* BEGIN Entries provided *
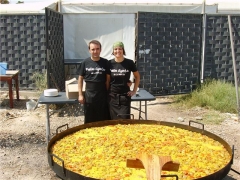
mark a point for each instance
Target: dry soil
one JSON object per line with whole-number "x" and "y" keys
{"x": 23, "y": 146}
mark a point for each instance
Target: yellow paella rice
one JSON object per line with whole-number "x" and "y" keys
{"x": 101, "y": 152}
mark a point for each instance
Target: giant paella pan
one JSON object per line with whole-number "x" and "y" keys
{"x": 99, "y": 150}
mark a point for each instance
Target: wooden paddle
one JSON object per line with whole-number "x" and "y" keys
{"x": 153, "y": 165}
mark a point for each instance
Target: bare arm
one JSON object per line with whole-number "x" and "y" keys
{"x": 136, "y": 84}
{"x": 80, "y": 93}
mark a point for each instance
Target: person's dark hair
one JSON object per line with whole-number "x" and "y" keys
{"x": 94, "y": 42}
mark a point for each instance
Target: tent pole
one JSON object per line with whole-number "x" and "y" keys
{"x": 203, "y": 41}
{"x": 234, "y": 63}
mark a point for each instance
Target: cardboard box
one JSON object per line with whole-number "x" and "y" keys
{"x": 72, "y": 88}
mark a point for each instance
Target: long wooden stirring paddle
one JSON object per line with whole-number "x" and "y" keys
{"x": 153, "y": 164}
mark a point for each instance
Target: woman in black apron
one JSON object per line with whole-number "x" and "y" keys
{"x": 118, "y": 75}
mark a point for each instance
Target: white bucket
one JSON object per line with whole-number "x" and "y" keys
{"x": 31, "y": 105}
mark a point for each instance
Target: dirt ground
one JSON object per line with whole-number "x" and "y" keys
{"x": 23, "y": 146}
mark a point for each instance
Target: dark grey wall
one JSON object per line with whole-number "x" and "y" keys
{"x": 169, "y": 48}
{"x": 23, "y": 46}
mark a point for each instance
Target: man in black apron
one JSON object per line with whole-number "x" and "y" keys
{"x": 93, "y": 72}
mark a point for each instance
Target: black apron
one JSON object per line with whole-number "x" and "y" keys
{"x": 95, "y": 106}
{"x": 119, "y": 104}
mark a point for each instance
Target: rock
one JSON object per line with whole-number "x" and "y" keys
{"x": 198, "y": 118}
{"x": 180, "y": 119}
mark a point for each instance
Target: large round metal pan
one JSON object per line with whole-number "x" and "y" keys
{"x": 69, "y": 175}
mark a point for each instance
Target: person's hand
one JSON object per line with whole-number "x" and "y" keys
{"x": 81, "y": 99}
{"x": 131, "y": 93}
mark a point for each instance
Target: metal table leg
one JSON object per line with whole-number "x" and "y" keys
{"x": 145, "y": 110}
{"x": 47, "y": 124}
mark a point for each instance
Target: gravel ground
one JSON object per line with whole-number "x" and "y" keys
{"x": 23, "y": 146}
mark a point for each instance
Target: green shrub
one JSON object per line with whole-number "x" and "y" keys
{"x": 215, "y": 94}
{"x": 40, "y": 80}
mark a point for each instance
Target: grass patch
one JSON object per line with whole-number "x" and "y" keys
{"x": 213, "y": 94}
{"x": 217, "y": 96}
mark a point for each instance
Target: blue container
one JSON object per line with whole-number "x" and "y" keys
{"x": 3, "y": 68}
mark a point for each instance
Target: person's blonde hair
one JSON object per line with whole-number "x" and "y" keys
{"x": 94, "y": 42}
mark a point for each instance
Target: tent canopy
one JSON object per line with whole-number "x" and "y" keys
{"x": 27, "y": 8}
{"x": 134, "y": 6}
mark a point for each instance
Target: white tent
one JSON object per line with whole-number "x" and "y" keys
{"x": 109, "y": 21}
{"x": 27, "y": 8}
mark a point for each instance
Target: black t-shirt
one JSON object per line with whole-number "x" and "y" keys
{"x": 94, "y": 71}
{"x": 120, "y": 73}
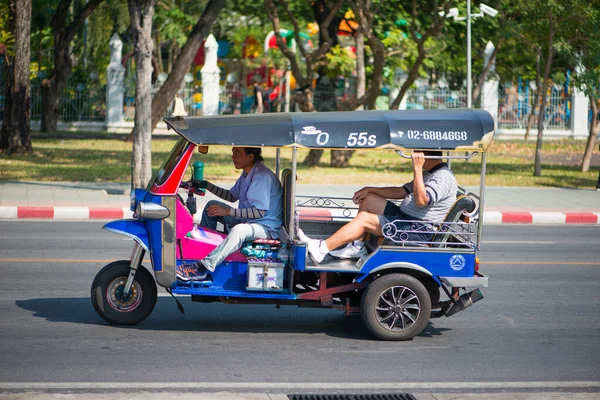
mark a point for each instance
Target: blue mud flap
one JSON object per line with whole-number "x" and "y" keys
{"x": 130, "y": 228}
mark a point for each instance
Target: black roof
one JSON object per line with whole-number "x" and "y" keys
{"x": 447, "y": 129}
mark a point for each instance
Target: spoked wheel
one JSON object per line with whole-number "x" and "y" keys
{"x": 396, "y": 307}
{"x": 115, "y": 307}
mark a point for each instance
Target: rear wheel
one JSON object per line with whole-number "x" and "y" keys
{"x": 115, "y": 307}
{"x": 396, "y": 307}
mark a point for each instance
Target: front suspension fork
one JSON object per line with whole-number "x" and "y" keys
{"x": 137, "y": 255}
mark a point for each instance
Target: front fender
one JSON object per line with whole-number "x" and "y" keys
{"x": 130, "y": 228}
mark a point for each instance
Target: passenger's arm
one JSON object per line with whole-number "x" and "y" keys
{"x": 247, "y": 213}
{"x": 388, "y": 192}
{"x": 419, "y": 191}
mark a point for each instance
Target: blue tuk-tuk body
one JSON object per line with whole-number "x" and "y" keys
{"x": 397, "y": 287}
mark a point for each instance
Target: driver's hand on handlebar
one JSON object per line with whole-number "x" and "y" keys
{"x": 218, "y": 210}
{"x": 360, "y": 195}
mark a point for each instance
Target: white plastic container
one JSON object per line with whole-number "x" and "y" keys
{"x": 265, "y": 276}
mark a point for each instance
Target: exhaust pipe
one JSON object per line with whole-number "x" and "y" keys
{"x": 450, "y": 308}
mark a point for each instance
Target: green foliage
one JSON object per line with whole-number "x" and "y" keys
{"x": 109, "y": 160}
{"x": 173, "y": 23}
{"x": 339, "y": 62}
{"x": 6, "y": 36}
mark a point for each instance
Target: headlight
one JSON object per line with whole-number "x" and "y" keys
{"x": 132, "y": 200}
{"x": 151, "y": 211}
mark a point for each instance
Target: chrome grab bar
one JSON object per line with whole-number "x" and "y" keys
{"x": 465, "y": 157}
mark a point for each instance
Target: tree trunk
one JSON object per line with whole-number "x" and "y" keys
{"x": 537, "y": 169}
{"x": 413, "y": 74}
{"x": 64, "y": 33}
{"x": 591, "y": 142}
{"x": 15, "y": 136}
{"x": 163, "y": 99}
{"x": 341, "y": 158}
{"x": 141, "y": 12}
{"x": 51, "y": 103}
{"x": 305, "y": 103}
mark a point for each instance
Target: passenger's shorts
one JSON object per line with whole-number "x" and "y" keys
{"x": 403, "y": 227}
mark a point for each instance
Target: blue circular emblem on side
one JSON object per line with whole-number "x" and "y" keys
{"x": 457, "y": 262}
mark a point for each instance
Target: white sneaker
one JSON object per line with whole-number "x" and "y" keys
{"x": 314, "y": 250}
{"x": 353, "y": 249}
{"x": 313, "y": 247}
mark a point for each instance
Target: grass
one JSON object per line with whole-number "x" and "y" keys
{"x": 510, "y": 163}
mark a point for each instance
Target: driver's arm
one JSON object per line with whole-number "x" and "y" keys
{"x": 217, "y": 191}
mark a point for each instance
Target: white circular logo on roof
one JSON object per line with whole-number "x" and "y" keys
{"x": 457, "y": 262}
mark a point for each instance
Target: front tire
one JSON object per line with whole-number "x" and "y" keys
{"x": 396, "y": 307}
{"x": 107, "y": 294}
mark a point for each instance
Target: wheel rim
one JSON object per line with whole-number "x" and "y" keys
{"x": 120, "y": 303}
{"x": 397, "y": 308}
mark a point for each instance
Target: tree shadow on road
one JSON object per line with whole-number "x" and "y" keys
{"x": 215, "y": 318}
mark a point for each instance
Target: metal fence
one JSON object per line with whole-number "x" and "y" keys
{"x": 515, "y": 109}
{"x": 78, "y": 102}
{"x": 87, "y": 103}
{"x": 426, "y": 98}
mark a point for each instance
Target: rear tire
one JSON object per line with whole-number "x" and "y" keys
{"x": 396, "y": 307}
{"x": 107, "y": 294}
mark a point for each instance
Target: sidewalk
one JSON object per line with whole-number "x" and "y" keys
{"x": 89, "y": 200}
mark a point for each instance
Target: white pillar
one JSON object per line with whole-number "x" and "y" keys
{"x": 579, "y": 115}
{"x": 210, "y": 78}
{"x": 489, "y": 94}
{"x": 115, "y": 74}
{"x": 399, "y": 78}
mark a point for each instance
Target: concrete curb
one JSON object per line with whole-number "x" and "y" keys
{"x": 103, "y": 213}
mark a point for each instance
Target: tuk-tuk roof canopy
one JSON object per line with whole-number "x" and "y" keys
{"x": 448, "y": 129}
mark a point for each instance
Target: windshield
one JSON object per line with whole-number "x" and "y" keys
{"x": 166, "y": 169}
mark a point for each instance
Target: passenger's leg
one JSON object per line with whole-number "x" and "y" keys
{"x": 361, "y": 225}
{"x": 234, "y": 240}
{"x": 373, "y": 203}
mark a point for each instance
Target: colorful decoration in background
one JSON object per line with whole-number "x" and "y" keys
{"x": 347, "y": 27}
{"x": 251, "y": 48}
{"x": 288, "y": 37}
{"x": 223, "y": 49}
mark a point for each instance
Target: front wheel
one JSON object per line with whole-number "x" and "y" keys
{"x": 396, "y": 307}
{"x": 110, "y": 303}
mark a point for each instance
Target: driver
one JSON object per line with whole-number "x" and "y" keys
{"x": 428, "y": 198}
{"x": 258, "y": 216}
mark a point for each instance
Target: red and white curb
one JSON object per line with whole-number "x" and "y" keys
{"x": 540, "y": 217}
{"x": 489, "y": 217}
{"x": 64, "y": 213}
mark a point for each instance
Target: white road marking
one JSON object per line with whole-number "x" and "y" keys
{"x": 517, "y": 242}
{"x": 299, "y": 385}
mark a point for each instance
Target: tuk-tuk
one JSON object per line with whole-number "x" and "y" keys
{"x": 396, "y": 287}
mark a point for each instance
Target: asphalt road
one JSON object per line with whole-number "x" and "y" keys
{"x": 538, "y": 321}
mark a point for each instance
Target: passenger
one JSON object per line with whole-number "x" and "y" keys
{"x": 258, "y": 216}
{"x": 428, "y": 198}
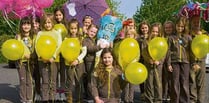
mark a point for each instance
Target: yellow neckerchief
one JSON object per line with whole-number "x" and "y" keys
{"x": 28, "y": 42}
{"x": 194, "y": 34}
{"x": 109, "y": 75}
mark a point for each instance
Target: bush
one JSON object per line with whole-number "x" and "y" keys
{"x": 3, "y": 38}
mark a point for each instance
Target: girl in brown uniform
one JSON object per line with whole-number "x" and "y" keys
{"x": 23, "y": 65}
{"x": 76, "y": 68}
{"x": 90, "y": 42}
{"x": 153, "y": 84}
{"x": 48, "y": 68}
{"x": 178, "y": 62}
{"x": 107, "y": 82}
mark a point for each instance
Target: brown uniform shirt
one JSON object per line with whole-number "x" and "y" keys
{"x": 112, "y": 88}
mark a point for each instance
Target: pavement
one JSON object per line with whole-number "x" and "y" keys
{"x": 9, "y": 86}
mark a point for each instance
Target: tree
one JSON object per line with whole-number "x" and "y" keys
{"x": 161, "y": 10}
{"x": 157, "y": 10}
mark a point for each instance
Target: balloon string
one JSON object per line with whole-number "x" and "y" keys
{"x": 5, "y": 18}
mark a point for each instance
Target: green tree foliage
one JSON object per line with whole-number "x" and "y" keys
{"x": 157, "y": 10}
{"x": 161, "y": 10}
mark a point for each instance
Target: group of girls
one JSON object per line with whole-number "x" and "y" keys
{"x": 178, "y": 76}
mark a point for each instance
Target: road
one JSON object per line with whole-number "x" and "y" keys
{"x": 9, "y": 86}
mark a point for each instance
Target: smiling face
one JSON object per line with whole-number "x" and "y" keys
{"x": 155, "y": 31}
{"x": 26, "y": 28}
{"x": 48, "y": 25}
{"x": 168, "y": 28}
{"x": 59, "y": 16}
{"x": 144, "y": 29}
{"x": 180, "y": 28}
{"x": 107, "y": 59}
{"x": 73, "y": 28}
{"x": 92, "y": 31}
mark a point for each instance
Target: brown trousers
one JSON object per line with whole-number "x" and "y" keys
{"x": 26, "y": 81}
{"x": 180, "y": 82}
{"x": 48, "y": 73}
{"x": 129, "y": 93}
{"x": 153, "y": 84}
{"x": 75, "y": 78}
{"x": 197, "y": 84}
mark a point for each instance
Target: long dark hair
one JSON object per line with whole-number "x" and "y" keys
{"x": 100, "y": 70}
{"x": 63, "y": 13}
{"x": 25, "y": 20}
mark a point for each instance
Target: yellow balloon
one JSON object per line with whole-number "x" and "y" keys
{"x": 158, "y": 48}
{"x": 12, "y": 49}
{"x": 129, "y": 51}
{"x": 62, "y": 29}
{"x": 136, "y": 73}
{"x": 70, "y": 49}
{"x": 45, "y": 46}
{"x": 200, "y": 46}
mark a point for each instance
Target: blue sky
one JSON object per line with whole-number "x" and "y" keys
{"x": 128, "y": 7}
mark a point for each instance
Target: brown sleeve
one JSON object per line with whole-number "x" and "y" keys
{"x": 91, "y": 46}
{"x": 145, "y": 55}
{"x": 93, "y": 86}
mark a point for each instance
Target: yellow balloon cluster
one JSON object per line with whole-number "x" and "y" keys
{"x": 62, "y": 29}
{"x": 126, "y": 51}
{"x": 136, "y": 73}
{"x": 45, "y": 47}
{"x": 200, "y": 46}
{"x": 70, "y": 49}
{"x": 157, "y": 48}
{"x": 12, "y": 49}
* END Entries provided *
- Aim of the exercise -
Collect every line from the rows above that contains the string "uniform", copying each one in full.

- Output for this exercise -
Target: girl in brown uniform
Target: brown uniform shirt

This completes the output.